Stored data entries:
++++++++++

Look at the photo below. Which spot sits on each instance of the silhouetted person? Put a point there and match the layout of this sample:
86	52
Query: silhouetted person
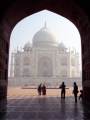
75	91
39	89
81	94
63	91
44	90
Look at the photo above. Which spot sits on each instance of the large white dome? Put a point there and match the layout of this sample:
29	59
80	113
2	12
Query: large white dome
44	38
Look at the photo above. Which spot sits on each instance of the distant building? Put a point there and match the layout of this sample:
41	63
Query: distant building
44	61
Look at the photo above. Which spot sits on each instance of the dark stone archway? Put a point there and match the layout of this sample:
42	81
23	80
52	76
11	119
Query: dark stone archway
21	9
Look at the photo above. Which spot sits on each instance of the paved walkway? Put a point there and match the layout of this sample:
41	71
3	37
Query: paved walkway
46	108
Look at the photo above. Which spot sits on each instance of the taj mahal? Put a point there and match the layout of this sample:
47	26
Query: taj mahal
44	61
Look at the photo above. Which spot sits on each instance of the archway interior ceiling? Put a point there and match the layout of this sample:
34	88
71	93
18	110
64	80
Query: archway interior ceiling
19	11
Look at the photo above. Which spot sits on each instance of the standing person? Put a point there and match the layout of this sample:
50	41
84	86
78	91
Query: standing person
44	89
63	91
39	89
75	91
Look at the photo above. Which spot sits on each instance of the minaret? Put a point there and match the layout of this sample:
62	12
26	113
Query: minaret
12	65
45	25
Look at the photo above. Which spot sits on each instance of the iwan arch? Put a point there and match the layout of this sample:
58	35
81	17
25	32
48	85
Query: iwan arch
44	60
19	10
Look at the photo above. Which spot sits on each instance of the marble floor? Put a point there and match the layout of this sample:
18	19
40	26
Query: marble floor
46	108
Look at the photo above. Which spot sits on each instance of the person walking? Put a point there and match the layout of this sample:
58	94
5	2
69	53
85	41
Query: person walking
39	89
63	91
75	91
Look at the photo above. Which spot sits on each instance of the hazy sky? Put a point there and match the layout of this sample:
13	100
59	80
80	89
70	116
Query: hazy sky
63	30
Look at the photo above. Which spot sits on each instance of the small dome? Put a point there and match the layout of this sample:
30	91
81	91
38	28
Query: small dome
27	46
44	38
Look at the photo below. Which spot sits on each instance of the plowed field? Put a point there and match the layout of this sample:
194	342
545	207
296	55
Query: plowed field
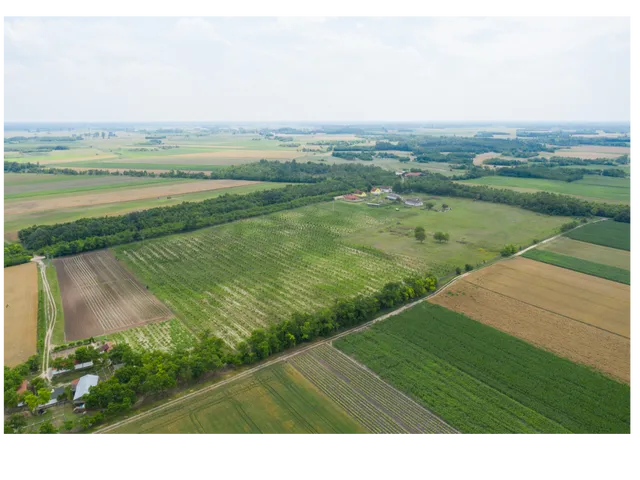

++++++++++

● What you will do
Select every line of the records holding the string "field".

● Result for this task
Look at the photo below. Which spot sits on each instance of the plowed field? Put a point there and match the layout of this sample:
Query: plowed field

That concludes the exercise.